- Work task
Keep only the lines from the top of the listing through the one with "the man's dark", and reproduce them unaltered.

- Stored data
++++++++++

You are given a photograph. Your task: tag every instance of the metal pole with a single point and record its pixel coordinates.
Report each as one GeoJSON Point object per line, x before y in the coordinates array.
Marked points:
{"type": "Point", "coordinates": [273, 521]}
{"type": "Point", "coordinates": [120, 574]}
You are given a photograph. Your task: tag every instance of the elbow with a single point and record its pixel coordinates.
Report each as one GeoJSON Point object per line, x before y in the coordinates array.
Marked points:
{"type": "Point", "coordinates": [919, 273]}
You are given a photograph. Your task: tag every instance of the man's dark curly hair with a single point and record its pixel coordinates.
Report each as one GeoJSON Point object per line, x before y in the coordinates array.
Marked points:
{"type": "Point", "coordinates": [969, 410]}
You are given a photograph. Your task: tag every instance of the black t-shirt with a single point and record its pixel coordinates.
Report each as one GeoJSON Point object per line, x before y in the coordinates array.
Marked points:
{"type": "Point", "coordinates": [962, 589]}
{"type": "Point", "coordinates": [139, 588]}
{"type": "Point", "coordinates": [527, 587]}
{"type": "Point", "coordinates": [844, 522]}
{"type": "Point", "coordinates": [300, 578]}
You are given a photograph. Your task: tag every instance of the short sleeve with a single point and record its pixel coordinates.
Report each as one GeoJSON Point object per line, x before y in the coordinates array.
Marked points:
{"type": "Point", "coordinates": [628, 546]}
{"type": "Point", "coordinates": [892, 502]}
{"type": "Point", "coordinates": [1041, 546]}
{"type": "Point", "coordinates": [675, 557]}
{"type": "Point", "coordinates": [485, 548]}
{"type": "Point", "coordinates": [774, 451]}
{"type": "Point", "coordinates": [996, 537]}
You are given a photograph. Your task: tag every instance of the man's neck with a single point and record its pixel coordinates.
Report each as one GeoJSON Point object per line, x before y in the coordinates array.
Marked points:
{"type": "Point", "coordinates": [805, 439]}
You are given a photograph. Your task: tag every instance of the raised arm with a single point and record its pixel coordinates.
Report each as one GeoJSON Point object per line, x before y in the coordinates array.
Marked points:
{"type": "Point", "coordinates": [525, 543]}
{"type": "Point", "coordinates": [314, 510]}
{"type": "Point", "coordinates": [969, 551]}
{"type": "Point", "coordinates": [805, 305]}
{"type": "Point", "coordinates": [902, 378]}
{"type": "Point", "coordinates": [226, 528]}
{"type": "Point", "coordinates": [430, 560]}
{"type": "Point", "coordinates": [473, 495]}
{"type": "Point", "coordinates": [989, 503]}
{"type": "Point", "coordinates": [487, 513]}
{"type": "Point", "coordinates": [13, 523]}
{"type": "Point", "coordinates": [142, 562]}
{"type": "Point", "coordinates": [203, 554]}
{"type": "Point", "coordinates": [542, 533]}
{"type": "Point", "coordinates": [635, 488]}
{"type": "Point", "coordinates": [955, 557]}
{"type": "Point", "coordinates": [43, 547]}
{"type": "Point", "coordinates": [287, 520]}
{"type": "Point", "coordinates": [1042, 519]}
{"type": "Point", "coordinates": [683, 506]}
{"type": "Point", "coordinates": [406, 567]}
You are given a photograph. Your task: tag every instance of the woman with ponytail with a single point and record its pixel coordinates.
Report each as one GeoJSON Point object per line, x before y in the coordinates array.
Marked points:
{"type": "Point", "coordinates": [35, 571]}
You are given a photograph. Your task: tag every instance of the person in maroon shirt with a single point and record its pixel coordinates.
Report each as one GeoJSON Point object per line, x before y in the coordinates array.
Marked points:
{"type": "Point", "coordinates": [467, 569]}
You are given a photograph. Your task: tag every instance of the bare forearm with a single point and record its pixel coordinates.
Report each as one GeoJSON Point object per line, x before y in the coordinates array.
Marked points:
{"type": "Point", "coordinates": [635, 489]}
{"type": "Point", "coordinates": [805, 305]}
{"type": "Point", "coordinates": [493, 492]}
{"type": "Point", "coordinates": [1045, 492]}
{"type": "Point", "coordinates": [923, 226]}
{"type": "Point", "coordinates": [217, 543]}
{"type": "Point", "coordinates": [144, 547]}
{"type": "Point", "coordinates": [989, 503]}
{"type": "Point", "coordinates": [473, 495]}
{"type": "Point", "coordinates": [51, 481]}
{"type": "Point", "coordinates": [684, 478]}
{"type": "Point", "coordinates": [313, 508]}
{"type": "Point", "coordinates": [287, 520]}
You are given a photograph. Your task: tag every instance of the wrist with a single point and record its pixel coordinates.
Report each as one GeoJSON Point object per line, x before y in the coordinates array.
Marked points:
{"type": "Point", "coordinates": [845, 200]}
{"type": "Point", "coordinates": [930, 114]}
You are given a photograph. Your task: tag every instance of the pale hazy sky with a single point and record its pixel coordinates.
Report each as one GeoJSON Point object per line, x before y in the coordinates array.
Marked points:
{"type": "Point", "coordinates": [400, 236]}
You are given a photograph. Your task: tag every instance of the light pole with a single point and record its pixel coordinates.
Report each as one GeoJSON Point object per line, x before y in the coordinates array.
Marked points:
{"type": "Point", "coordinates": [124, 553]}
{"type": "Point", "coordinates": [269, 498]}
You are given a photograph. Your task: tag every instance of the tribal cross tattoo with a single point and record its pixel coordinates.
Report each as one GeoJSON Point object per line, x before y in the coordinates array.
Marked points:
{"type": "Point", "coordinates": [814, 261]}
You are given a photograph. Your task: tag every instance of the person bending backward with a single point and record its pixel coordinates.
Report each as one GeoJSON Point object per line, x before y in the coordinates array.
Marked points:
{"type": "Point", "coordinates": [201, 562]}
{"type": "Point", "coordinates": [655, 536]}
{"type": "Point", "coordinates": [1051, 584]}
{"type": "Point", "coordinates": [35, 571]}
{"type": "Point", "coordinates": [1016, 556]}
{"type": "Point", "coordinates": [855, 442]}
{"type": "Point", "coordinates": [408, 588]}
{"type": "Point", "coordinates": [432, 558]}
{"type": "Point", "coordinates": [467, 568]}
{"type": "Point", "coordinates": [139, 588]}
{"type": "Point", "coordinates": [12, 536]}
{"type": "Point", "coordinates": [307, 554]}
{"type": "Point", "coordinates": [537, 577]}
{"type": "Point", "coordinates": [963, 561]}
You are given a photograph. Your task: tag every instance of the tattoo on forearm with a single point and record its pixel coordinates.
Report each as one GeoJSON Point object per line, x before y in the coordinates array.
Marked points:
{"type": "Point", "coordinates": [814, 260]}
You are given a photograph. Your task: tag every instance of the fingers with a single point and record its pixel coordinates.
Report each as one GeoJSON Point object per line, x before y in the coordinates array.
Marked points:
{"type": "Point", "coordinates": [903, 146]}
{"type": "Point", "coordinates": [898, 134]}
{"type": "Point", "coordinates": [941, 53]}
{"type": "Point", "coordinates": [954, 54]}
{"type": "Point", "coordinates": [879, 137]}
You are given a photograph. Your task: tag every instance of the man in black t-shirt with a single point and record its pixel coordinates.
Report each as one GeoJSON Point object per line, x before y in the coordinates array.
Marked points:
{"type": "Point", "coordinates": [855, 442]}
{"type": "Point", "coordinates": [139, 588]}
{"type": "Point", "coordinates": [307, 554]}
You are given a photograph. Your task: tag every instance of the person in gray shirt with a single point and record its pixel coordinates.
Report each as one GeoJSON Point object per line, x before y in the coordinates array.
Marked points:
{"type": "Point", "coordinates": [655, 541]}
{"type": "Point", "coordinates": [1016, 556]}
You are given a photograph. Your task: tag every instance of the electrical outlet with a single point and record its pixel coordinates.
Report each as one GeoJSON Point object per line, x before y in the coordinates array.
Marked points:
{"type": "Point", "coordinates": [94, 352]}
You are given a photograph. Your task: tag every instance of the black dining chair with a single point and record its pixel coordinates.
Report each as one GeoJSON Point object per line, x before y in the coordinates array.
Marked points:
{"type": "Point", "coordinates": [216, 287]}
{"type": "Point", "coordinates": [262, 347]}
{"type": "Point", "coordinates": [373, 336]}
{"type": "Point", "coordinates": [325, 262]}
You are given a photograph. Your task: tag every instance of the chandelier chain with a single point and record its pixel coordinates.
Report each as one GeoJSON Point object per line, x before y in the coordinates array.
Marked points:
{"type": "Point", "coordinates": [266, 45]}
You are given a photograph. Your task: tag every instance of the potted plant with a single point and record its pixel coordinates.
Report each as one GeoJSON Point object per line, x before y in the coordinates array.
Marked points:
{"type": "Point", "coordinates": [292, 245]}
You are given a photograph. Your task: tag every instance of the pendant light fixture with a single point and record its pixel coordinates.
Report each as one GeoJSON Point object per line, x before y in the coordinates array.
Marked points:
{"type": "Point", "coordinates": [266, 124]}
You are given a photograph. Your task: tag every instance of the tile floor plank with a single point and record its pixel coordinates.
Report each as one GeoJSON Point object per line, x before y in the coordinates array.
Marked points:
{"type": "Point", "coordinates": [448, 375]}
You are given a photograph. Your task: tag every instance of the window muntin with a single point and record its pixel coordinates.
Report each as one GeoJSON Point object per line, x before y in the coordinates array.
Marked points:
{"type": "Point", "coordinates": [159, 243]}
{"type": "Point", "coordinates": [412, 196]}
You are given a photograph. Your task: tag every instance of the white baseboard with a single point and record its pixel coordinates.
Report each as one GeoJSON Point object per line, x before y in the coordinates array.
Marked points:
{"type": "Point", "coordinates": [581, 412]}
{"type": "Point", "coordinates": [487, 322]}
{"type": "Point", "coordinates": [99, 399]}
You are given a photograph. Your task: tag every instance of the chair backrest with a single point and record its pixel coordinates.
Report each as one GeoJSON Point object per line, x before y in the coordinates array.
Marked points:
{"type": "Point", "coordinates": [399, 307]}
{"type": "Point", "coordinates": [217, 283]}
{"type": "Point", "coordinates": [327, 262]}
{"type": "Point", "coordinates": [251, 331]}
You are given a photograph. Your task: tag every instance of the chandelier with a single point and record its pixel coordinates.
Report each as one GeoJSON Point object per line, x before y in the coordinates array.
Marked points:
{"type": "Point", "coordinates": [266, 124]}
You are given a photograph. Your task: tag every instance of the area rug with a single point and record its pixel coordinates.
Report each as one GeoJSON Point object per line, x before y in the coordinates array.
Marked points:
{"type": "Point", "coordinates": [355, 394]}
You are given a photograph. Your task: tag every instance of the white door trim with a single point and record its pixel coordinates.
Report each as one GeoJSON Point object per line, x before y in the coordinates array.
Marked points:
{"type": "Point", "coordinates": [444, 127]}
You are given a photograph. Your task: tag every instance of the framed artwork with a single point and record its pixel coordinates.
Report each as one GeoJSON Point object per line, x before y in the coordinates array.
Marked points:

++++++++++

- Task response
You are given a photograph. Your task: tag every instance of the metal pole with a single point and record its pixel coordinates.
Report each as one GeoJSON Point object per line, x before y in the coordinates array.
Marked points:
{"type": "Point", "coordinates": [273, 521]}
{"type": "Point", "coordinates": [120, 574]}
You are given a photograph. Your task: tag every instance of the elbow with a single point and record its pixel coordinates.
Report each as one GeoJSON Point object per line, x before y in the coordinates array.
Marked points:
{"type": "Point", "coordinates": [919, 273]}
You are given a photograph. Your task: tag every instance of the man's dark curly hair with a single point and record its pixel coordinates.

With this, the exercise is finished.